(Beginning of Source text)
Mohamed Issa Hussein, a budding entrepreneur in Galkayo’s Halabokhad settlement for forcibly displaced people, has seen better days. Forced to flee his home along the Somali-Ethiopian border with his wife and seven children three years ago, it has been a tough journey rebuilding his life far from home.
After arriving in Halabokhad in northern Somalia’s autonomous Puntland region, Mohamed, desperate to give his children a healthy present and a better future, tried his hand at all sorts of jobs – from shoe-shining in Galkayo to running a small shop.
“I could not bear watching my children crying from hunger,” he said, “So I did anything to feed them and buy them medicine if they fell sick.” He even tried his hand at growing onions and tomatoes for sale in Galkayo. But, as he recalled, the transport costs were crippling: “The earnings were not worth all the effort.”
So he started looking for other opportunities and, ironically, it was transport that offered the promise of a decent income rather than a drain on his resources. Mohamed applied to join a UNHCR project launched last month and aimed at providing an income for internally displaced people (IDP) while making it easier for people to travel to and from Halabokhad.
UNHCR provided 11 tuk-tuks, the three-wheeled motorized rickshaws common in developing nations. Each vehicle was to be maintained and operated by four IDPs, who would pocket any money made from passengers. The “team” members included drivers, like Mohamed, as well as mechanics, who have been provided with the use of two garages with basic spare parts.
The refugee agency is also providing fuel and oil for the first month as well as paying three-month registration fees for the vehicles and operators. After that, they are on their own.
“I’m very grateful. This extra income will really help my family,” said a delighted Mohamed, while adding: “My team and I will have to come up with a plan on how to run our new business, especially in sharing profits.”
The project ties in with UNHCR’s goal of helping displaced people become self-sufficient in their host areas and ensuring they become well integrated with the local communities. Another important consideration is adequate shelter and access to basic services, including medical care and education.
(End of Source text)
== Exercise instructions ==
Continue the article about Mohamed Issa Hussein and the UNHCR tuk-tuk project in Halabokhad, starting right after its final sentence.
(Beginning of Data excerpts)
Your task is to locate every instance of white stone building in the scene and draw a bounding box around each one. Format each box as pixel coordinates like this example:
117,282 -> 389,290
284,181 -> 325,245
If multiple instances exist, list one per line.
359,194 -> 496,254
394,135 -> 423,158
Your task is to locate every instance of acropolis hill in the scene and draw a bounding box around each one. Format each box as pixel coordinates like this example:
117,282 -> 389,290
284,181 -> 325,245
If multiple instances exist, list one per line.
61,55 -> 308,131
(End of Data excerpts)
(Beginning of Data excerpts)
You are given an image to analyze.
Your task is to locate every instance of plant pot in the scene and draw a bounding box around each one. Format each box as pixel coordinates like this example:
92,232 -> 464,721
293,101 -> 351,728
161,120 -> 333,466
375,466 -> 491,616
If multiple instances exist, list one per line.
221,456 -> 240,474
(End of Data excerpts)
(Beginning of Data excerpts)
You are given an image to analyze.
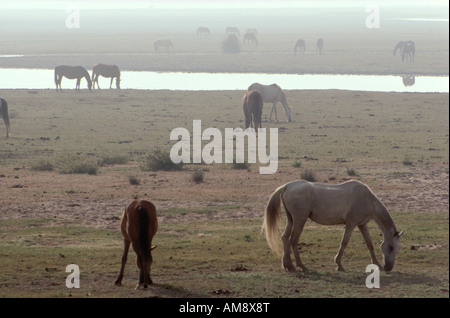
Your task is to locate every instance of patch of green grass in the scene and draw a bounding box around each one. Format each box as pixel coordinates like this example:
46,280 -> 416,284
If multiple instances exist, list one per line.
(End of Data excerpts)
== Written answer ==
Bruno Geddo, UNHCR’s representative to Somalia, welcomed the tuk-tuk project, which he said was very important to the people of Halabokhad because it provided regular and cheap transport links with Galkayo.
“The tuk-tuks will also be a source of income for the operators, while enabling others to move easily to do business in the city,” he noted. “From now on, we don’t consider these people as displaced. They are Somalis among Somalis, living as equal citizens under the protection of the local community. It is a problem solved; a point of closure.”
The introduction of tuk-tuks will also be welcomed by women and girls in the IDP settlement because the a cheap and reliable, if small, new transport system will make it easier and safer for them to travel within Halabokhad or to Galkayo, where assault and rape can be a problem.
Saafiya, a single mother of seven, said she spends many hours every day walking to Galkayo in search of work while her children remain at home. She cannot afford to pay for a taxi.
“The only way I can earn a living is by doing small jobs in the town,” she said. “I have seen young girls being harassed by boys on the road, especially if it is late. Others tell us they were beaten and raped, with no one to defend them.”
She said the tuk-tuks “will keep us safe and also help us to get back home in good time to our children. Maybe one day, I can also learn how to drive and have my own tuk-tuk.”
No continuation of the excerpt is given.